- _RECORDS TO PROCESS_
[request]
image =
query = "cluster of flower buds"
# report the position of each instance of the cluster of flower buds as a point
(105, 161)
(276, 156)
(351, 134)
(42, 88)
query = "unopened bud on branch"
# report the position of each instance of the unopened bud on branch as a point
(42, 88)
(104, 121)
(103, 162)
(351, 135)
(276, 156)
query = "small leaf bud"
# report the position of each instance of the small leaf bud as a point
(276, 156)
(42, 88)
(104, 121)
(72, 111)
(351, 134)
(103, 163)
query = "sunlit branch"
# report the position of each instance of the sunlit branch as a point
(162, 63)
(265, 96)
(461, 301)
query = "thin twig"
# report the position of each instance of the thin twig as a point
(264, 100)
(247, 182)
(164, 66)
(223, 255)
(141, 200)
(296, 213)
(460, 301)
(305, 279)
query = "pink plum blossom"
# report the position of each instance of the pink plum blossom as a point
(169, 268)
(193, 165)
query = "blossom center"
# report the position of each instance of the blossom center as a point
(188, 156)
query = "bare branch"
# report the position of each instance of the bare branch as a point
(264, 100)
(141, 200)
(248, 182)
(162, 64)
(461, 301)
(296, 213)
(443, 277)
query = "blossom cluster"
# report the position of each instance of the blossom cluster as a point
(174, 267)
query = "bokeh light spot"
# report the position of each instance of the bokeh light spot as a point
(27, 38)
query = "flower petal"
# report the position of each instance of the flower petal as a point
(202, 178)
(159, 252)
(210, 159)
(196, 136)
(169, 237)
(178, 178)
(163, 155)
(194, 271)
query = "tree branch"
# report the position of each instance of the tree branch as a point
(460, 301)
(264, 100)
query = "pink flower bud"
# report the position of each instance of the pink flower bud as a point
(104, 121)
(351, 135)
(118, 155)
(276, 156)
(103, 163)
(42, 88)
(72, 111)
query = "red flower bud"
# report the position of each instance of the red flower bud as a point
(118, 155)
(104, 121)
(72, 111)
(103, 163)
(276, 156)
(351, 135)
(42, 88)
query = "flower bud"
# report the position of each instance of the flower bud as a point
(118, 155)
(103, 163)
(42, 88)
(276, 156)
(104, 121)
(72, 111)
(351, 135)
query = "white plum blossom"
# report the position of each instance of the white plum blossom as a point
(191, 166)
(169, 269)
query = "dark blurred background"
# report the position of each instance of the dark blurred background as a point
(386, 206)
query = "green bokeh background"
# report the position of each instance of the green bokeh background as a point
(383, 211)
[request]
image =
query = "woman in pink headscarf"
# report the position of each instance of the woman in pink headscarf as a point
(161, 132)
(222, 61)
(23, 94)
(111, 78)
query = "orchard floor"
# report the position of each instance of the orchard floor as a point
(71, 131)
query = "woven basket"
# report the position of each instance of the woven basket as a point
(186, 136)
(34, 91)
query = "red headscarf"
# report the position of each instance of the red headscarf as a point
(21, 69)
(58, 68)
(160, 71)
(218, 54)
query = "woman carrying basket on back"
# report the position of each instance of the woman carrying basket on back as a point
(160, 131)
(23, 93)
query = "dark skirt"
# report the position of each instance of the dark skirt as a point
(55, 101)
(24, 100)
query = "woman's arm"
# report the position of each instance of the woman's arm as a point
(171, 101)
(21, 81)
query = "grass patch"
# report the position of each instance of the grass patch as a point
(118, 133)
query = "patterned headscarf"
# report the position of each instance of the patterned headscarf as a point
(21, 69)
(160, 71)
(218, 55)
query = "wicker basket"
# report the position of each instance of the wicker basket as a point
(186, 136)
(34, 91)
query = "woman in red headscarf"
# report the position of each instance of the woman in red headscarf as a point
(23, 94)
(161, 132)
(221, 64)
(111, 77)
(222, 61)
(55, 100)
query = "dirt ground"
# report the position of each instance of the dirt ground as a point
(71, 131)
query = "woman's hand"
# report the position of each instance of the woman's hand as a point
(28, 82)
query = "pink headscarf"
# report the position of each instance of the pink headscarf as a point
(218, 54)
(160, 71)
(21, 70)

- _EXERCISE PROMPT_
Output each entry precisely as given.

- _WRITTEN RESPONSE_
[request]
image =
query = "cluster of flower buds"
# report the position of each instance of the cluster of flower buds as a point
(105, 161)
(276, 156)
(351, 134)
(42, 88)
query = "unopened bud on branch"
# report the position of each instance of the unopened bud on branch as a point
(42, 88)
(104, 121)
(103, 162)
(351, 135)
(276, 156)
query = "small leaf bud"
# report the position of each instance of the small leaf bud as a point
(276, 156)
(42, 88)
(104, 121)
(72, 111)
(351, 134)
(103, 163)
query = "sunlit branch"
# report the position of each instance of the sunlit branch as a point
(162, 63)
(265, 96)
(461, 301)
query = "thin twig"
# report the position of each instance of the thin twig as a point
(264, 100)
(247, 182)
(164, 66)
(223, 255)
(141, 200)
(296, 213)
(460, 301)
(305, 279)
query = "pink plum blossom"
# report the position of each instance of the pink plum blossom as a point
(169, 268)
(193, 165)
query = "blossom center"
# report the position of each instance of the blossom center as a point
(188, 156)
query = "bare branch"
# report the position of each instance of the bare branch as a point
(264, 100)
(141, 200)
(248, 182)
(162, 64)
(461, 301)
(296, 213)
(443, 277)
query = "blossom cluster"
# report the position of each instance of the blossom cluster as a point
(174, 267)
query = "bokeh light spot"
# report the position of each instance of the bokeh light spot as a point
(27, 38)
query = "flower petal"
# report the position of each instance of the flower petal as a point
(202, 178)
(159, 252)
(210, 159)
(196, 136)
(169, 237)
(178, 178)
(163, 155)
(194, 271)
query = "tree branch"
# report the position of each instance of the tree branch as a point
(460, 301)
(264, 100)
query = "pink flower bud"
# report the position of each instance of the pink flower bud as a point
(104, 121)
(351, 135)
(118, 155)
(276, 156)
(103, 163)
(42, 88)
(72, 111)
query = "red flower bud"
# report the position of each instance of the red flower bud as a point
(118, 155)
(104, 121)
(72, 111)
(103, 163)
(276, 156)
(351, 135)
(42, 88)
query = "flower bud"
# report the position of each instance of the flower bud as a point
(118, 155)
(103, 163)
(42, 88)
(276, 156)
(104, 121)
(72, 111)
(351, 135)
query = "white plum blossom"
# report the position of each instance of the white plum blossom as a point
(191, 166)
(169, 269)
query = "dark blurred background"
# report the position of each instance of the dark blurred background as a point
(386, 206)
query = "green bokeh background"
# report the position of each instance of the green bokeh background as a point
(383, 211)
[request]
image =
query = "woman in pink headscarf"
# report the position of each instance of the woman in pink headscarf as a point
(161, 132)
(222, 61)
(23, 94)
(111, 78)
query = "orchard floor"
# report the position of each instance of the orchard floor as a point
(71, 131)
query = "woven basket"
# report the position of each instance of the woven basket as a point
(186, 136)
(34, 91)
query = "red headscarf"
# report the position of each instance of the red headscarf as a point
(21, 69)
(58, 68)
(160, 71)
(218, 54)
query = "woman carrying basket on back"
# report the position of each instance of the woman carrying basket on back as a point
(160, 131)
(23, 93)
query = "dark skirt"
# report the position of each instance of the dark skirt as a point
(55, 101)
(24, 100)
query = "woman's arm"
# report the position of each instance of the woman's arm as a point
(171, 101)
(21, 81)
query = "grass patch"
# report the position of each instance of the grass patch as a point
(118, 133)
query = "patterned headscarf"
# report the position of each instance of the patterned headscarf as a point
(21, 69)
(160, 71)
(218, 55)
query = "wicker basket"
# report the position of each instance of the wicker basket as a point
(186, 136)
(34, 91)
query = "woman in red headscarf"
# report the position of each instance of the woman in red headscarf as a point
(23, 94)
(161, 132)
(221, 64)
(111, 77)
(222, 61)
(55, 100)
query = "dirt ground"
# report the position of each instance of the dirt ground as a point
(71, 131)
query = "woman's hand"
# report the position of each instance of the woman's hand as a point
(28, 82)
query = "pink headscarf"
# report the position of each instance of the pink headscarf as a point
(218, 54)
(160, 71)
(21, 70)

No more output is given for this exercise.